Tidings

https://commons.wikimedia.org/wiki/File:Chateau_Wood_Ypres_1917.jpg

Due to a miscommunication, Lt. Jack Brewster of the 3rd Royal Fusiliers started forward with his men to attack a German position in Ypres before the proper order had been given. He was last seen rushing toward the German trenches and was feared lost. In May 1915 Brewster’s parents were desperately seeking more information when they received an unexpected letter from a German sergeant named Egbert Wagner:

Dear Sir

On 11th of this month, through God’s gracious guiding hand, I was led to discover your son, Lieutenant JA Brender [sic], 3rd Royal Fusiliers, in a shell hole, where he had been lying for two [three] days with a gun shot wound in the upper part of his thigh. Acting on the command of our Lord Jesus ‘Love your Enemies’ I bandaged him with the permission of our officer, and provided him with bread and wine. I had a lot of conversation with your dear son, whose condition visibly improved by evening. With eight of our brave Riflemen I arranged to get him conveyed, with the assistance of some medical staff, back from our front line position to the collecting center for wounded. There I handed over your dear son to the care of best and competent hands, and now carry out my promise given to your son, when we were lying so happily together in the shell-hole, in spite of the rain of bullets, that I would communicate his deliverance to his dear father. I offer you my earnest wish for peace and await your reply via Denmark.

Sergeant Egbert Wagner

He had forwarded it through his friend Axel Backhausen in Denmark. The family wrote back, asking Backhausen to convey their “great relief” to Wagner, who “must be a very good man. … We trust he may live to do other good work in the world for such men are badly needed in these terrible times.”

Brewster’s father added that friends had asked to see Wagner’s letter. “I hope you will forgive me for granting their requests,” he wrote. “I believe, in some cases, it will be used as a text for sermons next Sunday.”

(From Richard van Emden, Meeting the Enemy: The Human Face of the Great War, 2013.)

Directions: Rewrite the passage about Sergeant Wagner's letter between "Brewster’s father added" and "Great War, 2013.)", inclusive, swapping "sermons" for "lectures".

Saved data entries

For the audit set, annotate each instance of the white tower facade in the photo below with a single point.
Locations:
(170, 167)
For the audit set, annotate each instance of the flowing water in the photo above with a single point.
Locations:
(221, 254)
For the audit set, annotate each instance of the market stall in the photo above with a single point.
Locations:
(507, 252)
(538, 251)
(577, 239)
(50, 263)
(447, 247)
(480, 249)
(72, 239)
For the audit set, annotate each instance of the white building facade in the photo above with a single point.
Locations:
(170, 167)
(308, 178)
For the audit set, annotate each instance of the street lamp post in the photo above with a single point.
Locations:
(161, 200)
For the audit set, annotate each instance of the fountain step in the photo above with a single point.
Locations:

Completed task:
Brewster’s father added that friends had asked to see Wagner’s letter. “I hope you will forgive me for granting their requests,” he wrote. “I believe, in some cases, it will be used as a text for lectures next Sunday.”

(From Richard van Emden, Meeting the Enemy: The Human Face of the Great War, 2013.)